[RECORDS FOR THE TASK]
· · · · · · ·

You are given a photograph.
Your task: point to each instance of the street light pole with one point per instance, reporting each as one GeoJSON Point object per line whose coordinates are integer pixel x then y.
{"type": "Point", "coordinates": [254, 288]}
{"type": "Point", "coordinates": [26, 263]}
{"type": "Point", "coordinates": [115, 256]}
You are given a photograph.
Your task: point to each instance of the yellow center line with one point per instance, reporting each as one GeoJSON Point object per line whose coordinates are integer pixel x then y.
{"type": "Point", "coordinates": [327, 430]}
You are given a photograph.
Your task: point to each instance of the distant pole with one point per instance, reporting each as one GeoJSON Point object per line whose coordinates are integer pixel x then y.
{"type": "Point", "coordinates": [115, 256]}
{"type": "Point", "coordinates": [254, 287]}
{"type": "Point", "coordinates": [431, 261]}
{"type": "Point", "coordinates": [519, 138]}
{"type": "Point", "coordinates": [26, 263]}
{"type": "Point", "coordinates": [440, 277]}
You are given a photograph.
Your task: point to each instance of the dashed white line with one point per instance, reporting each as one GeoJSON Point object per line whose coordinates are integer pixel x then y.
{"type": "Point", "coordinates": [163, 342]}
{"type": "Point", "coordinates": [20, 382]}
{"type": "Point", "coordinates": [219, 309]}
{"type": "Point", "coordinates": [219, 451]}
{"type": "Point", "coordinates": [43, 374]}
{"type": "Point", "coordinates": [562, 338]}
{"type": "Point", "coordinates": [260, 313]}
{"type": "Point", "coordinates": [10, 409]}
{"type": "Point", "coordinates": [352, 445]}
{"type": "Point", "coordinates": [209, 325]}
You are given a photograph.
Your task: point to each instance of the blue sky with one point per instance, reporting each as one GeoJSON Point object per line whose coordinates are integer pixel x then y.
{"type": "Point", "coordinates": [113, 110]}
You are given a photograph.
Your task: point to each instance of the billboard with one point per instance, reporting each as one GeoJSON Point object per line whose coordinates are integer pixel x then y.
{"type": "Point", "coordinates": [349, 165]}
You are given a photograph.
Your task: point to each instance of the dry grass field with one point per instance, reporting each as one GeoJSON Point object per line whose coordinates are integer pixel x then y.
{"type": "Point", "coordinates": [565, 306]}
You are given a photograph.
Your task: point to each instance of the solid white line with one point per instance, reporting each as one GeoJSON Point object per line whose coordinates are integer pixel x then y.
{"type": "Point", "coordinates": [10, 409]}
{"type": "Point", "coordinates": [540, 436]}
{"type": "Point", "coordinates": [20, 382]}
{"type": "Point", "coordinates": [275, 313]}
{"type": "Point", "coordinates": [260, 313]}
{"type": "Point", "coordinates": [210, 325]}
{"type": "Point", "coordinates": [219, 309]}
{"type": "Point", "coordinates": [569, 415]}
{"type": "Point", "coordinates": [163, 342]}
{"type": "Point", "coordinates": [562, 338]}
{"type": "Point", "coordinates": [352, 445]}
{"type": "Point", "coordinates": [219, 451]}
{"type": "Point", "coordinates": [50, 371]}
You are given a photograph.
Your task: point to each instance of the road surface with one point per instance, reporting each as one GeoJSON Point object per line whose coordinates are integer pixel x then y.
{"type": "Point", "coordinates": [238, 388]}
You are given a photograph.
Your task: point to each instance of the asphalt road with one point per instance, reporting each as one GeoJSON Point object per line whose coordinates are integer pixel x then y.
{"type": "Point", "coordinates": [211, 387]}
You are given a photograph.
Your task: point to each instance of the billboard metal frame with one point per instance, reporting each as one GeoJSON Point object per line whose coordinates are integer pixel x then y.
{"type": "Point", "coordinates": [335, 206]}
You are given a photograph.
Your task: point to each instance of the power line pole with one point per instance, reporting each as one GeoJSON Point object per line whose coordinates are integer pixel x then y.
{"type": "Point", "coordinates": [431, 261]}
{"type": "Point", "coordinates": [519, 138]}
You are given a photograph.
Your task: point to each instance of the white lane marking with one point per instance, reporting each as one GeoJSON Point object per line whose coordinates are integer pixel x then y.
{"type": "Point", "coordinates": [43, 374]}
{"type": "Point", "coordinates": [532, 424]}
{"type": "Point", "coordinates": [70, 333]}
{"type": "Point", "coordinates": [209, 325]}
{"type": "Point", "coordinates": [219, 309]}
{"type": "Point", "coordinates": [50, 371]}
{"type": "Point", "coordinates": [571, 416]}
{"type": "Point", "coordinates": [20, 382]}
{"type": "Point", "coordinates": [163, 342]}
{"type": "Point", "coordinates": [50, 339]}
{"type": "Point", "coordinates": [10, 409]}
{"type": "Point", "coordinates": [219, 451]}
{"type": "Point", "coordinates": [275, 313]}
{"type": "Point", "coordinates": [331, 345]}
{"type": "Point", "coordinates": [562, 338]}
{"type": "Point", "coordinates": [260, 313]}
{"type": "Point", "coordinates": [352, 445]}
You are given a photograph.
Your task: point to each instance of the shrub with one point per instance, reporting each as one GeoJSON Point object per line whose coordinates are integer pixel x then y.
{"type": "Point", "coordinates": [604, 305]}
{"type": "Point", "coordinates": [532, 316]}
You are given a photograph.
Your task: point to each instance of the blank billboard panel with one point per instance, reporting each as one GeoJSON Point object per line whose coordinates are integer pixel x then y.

· · · · · · ·

[THE PROBLEM]
Set down an exact copy of the entries above.

[EXERCISE RESULT]
You are given a photograph.
Your task: point to each instance of the street light pole with one point per instance, reporting each as one GeoJSON Point object per line whose coordinates are integer pixel x then y.
{"type": "Point", "coordinates": [254, 288]}
{"type": "Point", "coordinates": [26, 263]}
{"type": "Point", "coordinates": [115, 256]}
You are given a photograph.
Your task: point to each instance of the yellow center line with one point per instance, reporting each as one GeoJSON Point object per line whose coordinates are integer pixel x then y.
{"type": "Point", "coordinates": [327, 430]}
You are given a photograph.
Your task: point to each instance of the distant pole with one point per instance, reporting each as one GeoJSON Point object per line whose coordinates are integer pixel x then y.
{"type": "Point", "coordinates": [115, 256]}
{"type": "Point", "coordinates": [254, 287]}
{"type": "Point", "coordinates": [431, 261]}
{"type": "Point", "coordinates": [519, 138]}
{"type": "Point", "coordinates": [26, 263]}
{"type": "Point", "coordinates": [440, 277]}
You are given a photograph.
Your task: point to each instance of the dashed white line with one point per instance, reporting each as one GeoJSON Point object per line whose coordinates are integer pixel x then y.
{"type": "Point", "coordinates": [163, 342]}
{"type": "Point", "coordinates": [20, 382]}
{"type": "Point", "coordinates": [219, 309]}
{"type": "Point", "coordinates": [219, 451]}
{"type": "Point", "coordinates": [43, 374]}
{"type": "Point", "coordinates": [562, 338]}
{"type": "Point", "coordinates": [260, 313]}
{"type": "Point", "coordinates": [10, 409]}
{"type": "Point", "coordinates": [352, 445]}
{"type": "Point", "coordinates": [209, 325]}
You are given a photograph.
Your task: point to each instance of the blue sky with one point per instance, reporting each as one GeoJSON Point object per line whose coordinates are integer pixel x then y.
{"type": "Point", "coordinates": [113, 110]}
You are given a photograph.
Your task: point to each instance of the billboard with one point per instance, reporting each as one GeoJSON Point object per line whose coordinates are integer pixel x then y.
{"type": "Point", "coordinates": [349, 165]}
You are given a photograph.
Your task: point to each instance of the dry grass field with one point per instance, reporting each as one GeoJSON Point object per line whose coordinates are integer pixel x then y.
{"type": "Point", "coordinates": [565, 306]}
You are given a photograph.
Your task: point to each instance of the solid white line with one point per instance, reporting each as one GeoJSON Point object per line whose coordinates are integer pixel x then y.
{"type": "Point", "coordinates": [10, 409]}
{"type": "Point", "coordinates": [540, 436]}
{"type": "Point", "coordinates": [20, 382]}
{"type": "Point", "coordinates": [275, 313]}
{"type": "Point", "coordinates": [260, 313]}
{"type": "Point", "coordinates": [210, 325]}
{"type": "Point", "coordinates": [219, 309]}
{"type": "Point", "coordinates": [569, 415]}
{"type": "Point", "coordinates": [163, 342]}
{"type": "Point", "coordinates": [562, 338]}
{"type": "Point", "coordinates": [352, 445]}
{"type": "Point", "coordinates": [219, 451]}
{"type": "Point", "coordinates": [50, 371]}
You are given a photograph.
Your task: point to each instance of the road surface with one point per instance, reporting each as one GeoJSON Point object per line whose coordinates are integer pixel x then y.
{"type": "Point", "coordinates": [238, 388]}
You are given a photograph.
Your task: point to each instance of the asphalt road with one point per instance, reporting each as one GeoJSON Point object per line whose coordinates are integer pixel x then y.
{"type": "Point", "coordinates": [211, 387]}
You are given a photograph.
Your task: point to each instance of the billboard metal frame with one point per instance, reporting each as one GeoJSON Point object per line whose coordinates are integer pixel x then y.
{"type": "Point", "coordinates": [335, 206]}
You are given a photograph.
Your task: point to each instance of the power line pole with one point per instance, reporting each as one GeoJSON Point object per line whose coordinates are integer pixel x then y.
{"type": "Point", "coordinates": [431, 261]}
{"type": "Point", "coordinates": [519, 138]}
You are given a photograph.
Your task: point to each instance of the white lane marking with one point per instance, reporting each as one GeoJSON Point object per line whose coordinates are integer pixel x then y.
{"type": "Point", "coordinates": [43, 374]}
{"type": "Point", "coordinates": [532, 424]}
{"type": "Point", "coordinates": [70, 333]}
{"type": "Point", "coordinates": [209, 325]}
{"type": "Point", "coordinates": [219, 309]}
{"type": "Point", "coordinates": [50, 371]}
{"type": "Point", "coordinates": [571, 416]}
{"type": "Point", "coordinates": [20, 382]}
{"type": "Point", "coordinates": [163, 342]}
{"type": "Point", "coordinates": [50, 339]}
{"type": "Point", "coordinates": [10, 409]}
{"type": "Point", "coordinates": [219, 451]}
{"type": "Point", "coordinates": [275, 313]}
{"type": "Point", "coordinates": [331, 345]}
{"type": "Point", "coordinates": [562, 338]}
{"type": "Point", "coordinates": [260, 313]}
{"type": "Point", "coordinates": [352, 445]}
You are given a photograph.
Your task: point to each instance of the shrub with one point per instance, reporting each as one GeoJSON Point object per line whose coordinates are integer pixel x then y.
{"type": "Point", "coordinates": [604, 305]}
{"type": "Point", "coordinates": [532, 316]}
You are given a photograph.
Your task: point to each instance of the blank billboard panel with one point per instance, reporting each as one GeoJSON Point object per line whose coordinates are integer pixel x then y.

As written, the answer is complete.